◆ TASK INPUT
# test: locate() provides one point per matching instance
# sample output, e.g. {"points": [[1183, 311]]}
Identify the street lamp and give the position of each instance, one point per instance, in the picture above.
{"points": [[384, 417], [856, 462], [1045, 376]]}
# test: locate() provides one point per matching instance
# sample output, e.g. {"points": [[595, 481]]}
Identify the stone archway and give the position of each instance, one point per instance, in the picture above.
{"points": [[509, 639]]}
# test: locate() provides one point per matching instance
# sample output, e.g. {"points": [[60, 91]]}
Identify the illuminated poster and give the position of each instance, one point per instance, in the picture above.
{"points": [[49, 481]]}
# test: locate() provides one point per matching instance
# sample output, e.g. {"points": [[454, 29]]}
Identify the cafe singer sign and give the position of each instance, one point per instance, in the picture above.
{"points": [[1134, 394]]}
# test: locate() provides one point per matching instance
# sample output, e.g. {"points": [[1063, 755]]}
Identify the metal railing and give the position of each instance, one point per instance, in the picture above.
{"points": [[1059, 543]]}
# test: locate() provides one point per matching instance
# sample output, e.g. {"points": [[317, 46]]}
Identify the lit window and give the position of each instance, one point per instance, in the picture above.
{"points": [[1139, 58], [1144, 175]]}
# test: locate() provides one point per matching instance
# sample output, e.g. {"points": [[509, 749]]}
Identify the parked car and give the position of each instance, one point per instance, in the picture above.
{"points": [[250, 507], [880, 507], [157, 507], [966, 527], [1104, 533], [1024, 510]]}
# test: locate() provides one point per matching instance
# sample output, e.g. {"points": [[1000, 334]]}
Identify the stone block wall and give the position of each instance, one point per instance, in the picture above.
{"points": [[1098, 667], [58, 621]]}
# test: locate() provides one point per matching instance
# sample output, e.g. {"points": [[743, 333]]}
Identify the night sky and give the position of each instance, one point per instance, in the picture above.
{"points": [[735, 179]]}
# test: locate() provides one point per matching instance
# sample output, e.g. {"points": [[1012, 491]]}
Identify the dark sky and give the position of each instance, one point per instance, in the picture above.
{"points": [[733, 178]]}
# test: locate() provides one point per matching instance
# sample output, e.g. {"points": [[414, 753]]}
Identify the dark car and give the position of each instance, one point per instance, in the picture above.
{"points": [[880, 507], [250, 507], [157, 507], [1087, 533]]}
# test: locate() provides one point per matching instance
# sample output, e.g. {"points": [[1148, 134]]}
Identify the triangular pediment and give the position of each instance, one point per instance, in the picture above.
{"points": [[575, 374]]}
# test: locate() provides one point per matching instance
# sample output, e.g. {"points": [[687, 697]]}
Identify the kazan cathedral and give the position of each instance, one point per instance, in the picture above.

◆ PROMPT
Give back the whole listing exactly as it reads.

◆ ANSWER TO THE PROBLEM
# test: locate() provides one point per matching instance
# sample output, e.g. {"points": [[1183, 311]]}
Identify the street lamp and give the position of each instance, one point per instance, in the picture above.
{"points": [[384, 417], [856, 462], [1045, 376]]}
# test: locate() provides one point per matching instance
# sample output, e.g. {"points": [[595, 481]]}
Identify the stone archway and give the position of each instance, one point per instance, in the picture above.
{"points": [[509, 639]]}
# test: locate() provides one point per matching instance
# sample output, e.g. {"points": [[60, 91]]}
Identify the illuminated poster and give the position of each instance, one point per instance, in the picture above.
{"points": [[49, 481]]}
# test: locate() provides one point per matching instance
# sample output, e.g. {"points": [[454, 29]]}
Identify the cafe singer sign and give the position of each instance, one point per instance, in the picture above.
{"points": [[1134, 394]]}
# test: locate() provides one point per matching instance
# sample output, e.g. {"points": [[1063, 755]]}
Identify the metal railing and give the position of each instance, one point per instance, in the picture above.
{"points": [[1059, 543]]}
# test: locate() provides one point per matching instance
# sample output, e.g. {"points": [[317, 46]]}
Identify the lit window and give the position of each instance, one point per instance, in the picture above.
{"points": [[1139, 58], [1144, 175]]}
# test: locate() provides one point per matching instance
# sample output, e.g. {"points": [[509, 749]]}
Identify the parked car and give the position of each instance, one point per instance, in the picture above.
{"points": [[250, 507], [880, 507], [157, 507], [966, 527], [1104, 533], [1024, 510]]}
# test: locate() provides one point per matching instance
# sample output, e.g. {"points": [[1000, 334]]}
Identify the stone block wall and give the position of each instance, one point per instance, in the picture above.
{"points": [[1098, 667], [58, 621]]}
# test: locate() provides one point per matching instance
# sample output, e.g. {"points": [[743, 333]]}
Identify the night sky and give the position of each instance, one point per instance, in the picture above.
{"points": [[735, 179]]}
# test: locate() provides one point per matching instance
# sample output, e.g. {"points": [[1012, 491]]}
Identify the dark sky and give the position of each instance, one point per instance, in the picture above.
{"points": [[733, 178]]}
# test: locate() provides one point per matching instance
# sample output, e.g. {"points": [[414, 753]]}
Identify the dark car and give the position of each instance, one point per instance, in the picture above.
{"points": [[880, 507], [250, 507], [157, 507], [1087, 533]]}
# test: locate() provides one point per matching instance
# sample output, e.g. {"points": [[1148, 134]]}
Identify the triangular pediment and give the position of each instance, one point per instance, in the picture above.
{"points": [[575, 374]]}
# test: locate() provides one point per matching instance
# sample output, e.g. {"points": [[687, 697]]}
Identify the kazan cathedral and give the position of each instance, one point per instance, in the picture above.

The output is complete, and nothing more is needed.